* [Exercise passage]:
# Meet Zorro, the amazing......Groenendael? Border Collie?



## zorro (Sep 14, 2013)

We rescued Zorro a month ago. We were told he was a border collie mix, or maybe purebred. BUT, while he is the right size and has a bit of a BC face (and one ear), he's solid black, and his tail lacks the fluff and hook shape of a border collie. At the BC forums, they suggested he's a belgian shepherd - groenendael. I'd actually never heard of it, but looking around online I see a lot of young ones that look a lot like Zorro....but those are the ones that look the most like border collies with their shorter faces and floppy ears. At about 2 yrs old, he's a mere 35 lbs, a far cry from the 45-75lbs that the google machine tells me is typical of an adult groenendael. So, what do you think? What do you see in the face of this truly brilliant little dog-smartest dog I've ever met.

PS, to complicate matters a bit more, the rescue trimmed some of the fluffy hair below his ears, and I think some on his tail and hind legs may have worn off in the kennel.

Discovering the magic of the treat ball...





Awkward face


Happy face


Lizard hunting


It moved!


----------



## wespom (Aug 18, 2013)

awwwwww. What a beautiful boy


----------



## jaysalge (Sep 14, 2013)

he is cute and i like hem


----------



## Sibe (Nov 21, 2010)

Ooh, he's stunning!!


----------



## zorro (Sep 14, 2013)

thanks, we are quite taken with him. He learns some tricks on the first try! Unfortunately, he came to us with heartworm, so we won't have any action shots before the treatment is over. 

Any thoughts on what breed(s) he might be?

thanks.


----------



## jade5280 (Feb 20, 2013)

Such a pretty boy!!!


----------



## ChaosIsAWeim (Feb 12, 2011)

He is not a Groenendael, none in him at all. I would say he is mostly BC if not all BC.


----------



## zorro (Sep 14, 2013)

ChaosIsAWeim said:


> He is not a Groenendael, none in him at all. I would say he is mostly BC if not all BC.


Others have commented to me that his tail, snout, and stance are more shepherd-like. What do you think of that?

Thanks!


----------



## ChaosIsAWeim (Feb 12, 2011)

zorro said:


> Others have commented to me that his tail, snout, and stance are more shepherd-like. What do you think of that?
> 
> Thanks!


If there is shepherd, it's German Shepherd, not Belgian.


----------



## Kayota (Aug 14, 2009)

He could very well be all BC and I see it. I don't see any Shepherd. BCs come in all colors and many, many coat and body types. They aren't all black and white and don't all have a hook tail.


----------



## zorro (Sep 14, 2013)

Kayota said:


> He could very well be all BC and I see it. I don't see any Shepherd. BCs come in all colors and many, many coat and body types. They aren't all black and white and don't all have a hook tail.


good points. I didn't realize they didn't all have the hooked tail. I'll have to google some more. I know about their coats. If Zorro is an ALL-BLACK BC then he is an exceptionally rare gem (even if he weren't so awesome already). I read that all black happens, but no pics of purebreds that are all black. On the other hand, I find several BC mixes that are all black, and some look very much like Zorro (like this one , or this one could be his twin)....on the other hand, if you look for a couple minutes on google images, there are several groenendaels that look just like him too (e.g. this one )!

* [Things to do]:
1. In the thread about Zorro's breed, how much does Zorro weigh?
2. Proceed with the forum thread about Zorro's breed, picking up after its final post.

* [Available data]:

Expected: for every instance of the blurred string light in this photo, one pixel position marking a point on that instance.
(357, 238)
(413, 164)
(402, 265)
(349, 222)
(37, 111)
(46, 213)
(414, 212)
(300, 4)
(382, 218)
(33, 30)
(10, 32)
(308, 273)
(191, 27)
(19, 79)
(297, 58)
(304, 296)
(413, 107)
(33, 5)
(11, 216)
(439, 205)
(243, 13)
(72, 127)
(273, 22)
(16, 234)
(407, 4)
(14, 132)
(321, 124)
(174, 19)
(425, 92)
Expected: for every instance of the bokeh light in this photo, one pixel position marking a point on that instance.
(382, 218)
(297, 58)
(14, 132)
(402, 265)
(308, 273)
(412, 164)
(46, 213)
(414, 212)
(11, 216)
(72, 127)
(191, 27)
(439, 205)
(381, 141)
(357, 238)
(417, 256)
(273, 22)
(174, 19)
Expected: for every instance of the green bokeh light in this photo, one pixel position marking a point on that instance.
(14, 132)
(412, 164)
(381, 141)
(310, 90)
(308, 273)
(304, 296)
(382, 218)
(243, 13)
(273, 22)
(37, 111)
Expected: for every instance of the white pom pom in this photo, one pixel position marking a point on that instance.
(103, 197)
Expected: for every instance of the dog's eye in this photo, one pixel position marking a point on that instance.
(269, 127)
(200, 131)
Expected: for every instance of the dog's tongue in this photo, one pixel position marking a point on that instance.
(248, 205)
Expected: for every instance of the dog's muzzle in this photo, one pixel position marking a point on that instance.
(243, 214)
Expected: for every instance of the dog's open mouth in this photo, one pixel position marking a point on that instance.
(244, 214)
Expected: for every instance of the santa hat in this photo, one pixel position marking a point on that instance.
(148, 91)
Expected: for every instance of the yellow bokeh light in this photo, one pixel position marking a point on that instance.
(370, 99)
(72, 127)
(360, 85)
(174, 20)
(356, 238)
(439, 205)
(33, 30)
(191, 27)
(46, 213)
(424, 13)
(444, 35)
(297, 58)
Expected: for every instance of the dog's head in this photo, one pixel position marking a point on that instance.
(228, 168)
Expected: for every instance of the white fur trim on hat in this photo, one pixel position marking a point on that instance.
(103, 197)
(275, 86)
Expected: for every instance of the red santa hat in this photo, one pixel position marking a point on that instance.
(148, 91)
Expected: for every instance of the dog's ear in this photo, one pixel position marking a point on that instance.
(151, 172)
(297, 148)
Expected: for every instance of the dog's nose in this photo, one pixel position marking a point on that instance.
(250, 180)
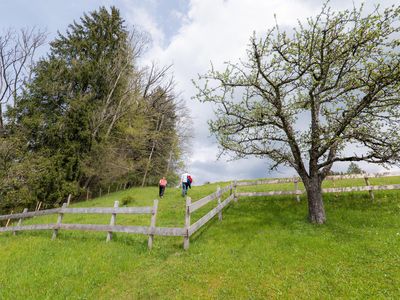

* [Solved tasks]:
1. He weighs 35 pounds.

2.
I have a doggie-DNA test in progress, I'll post when I get results, but still very interested in the opinions of the community. Thanks for posting!


----------



## Spirit_of_Cotons (Jun 21, 2009)

I didn't vote because I see more Shepherd mix and your poll didn't have that in there. Your dog is very nice looking.


----------



## zorro (Sep 14, 2013)

Spirit_of_Cotons said:


> I didn't vote because I see more Shepherd mix and your poll didn't have that in there. Your dog is very nice looking.


just kind of a general shepherd mix? ok. i've heard that before too. I should've put that in the list.


----------



## GrinningDog (Mar 26, 2010)

I see all or mostly BC! Cute!


----------



## jersey_gray (Dec 8, 2011)

He's beautiful.


----------



## packetsmom (Mar 21, 2013)

Looks like a black GSD mix to me, which would be fairly common in rescues as well.  Perhaps he's a black GSD/BC mix?


----------



## Laurelin (Nov 2, 2006)

Mostly BC, I would think. I do know some BCs (including one in real life) that are allllmost solid colored but they have some white on their chests and toes.

Definitely not a belgian in any way though.


----------



## MaDeuce (Sep 5, 2013)

Long Stock Coat German Shepherd Mix. Possibly mixed with BC. But this is more a long stock coat GSD rather than BC. Look at his back and overall body posture. I have never seen a BC with a back like that. I have seen, however, working line GSD's like that. 
Definitely a mix though.


----------



## zorro (Sep 14, 2013)

*RESULTS ARE IN!*


This is strange, I gotta say, but I guess I just don't have the expert eye needed to parse a complex mix. I've been convinced by one person or another that Zorro is a Border Collie, a Groenendael puppy, and a long coat german shepherd. Well, there are a lot of unknowns on one side of his lineage, but most clearly, he is a german shepherd and lab mix!


----------



## MaDeuce (Sep 5, 2013)

Groenendal is not to far off but they have a different body typ and head. So has the BC. 

You can definitely see a GSD though. The head and especially the body type is prominent for a GSD. However, I'm not sure if I see a Lab but there is def. something else in the dog. However, the majority is GSD.


----------



## zorro (Sep 14, 2013)

well, the lab is only showing up on the results so prominently because it was something they could pick out of the mix mess. it says GSD-Lab mix but really that means 50% GSD, 12.5% lab. So, I won't be telling people he's a GSD lab mix, I'll just say a GSD mix.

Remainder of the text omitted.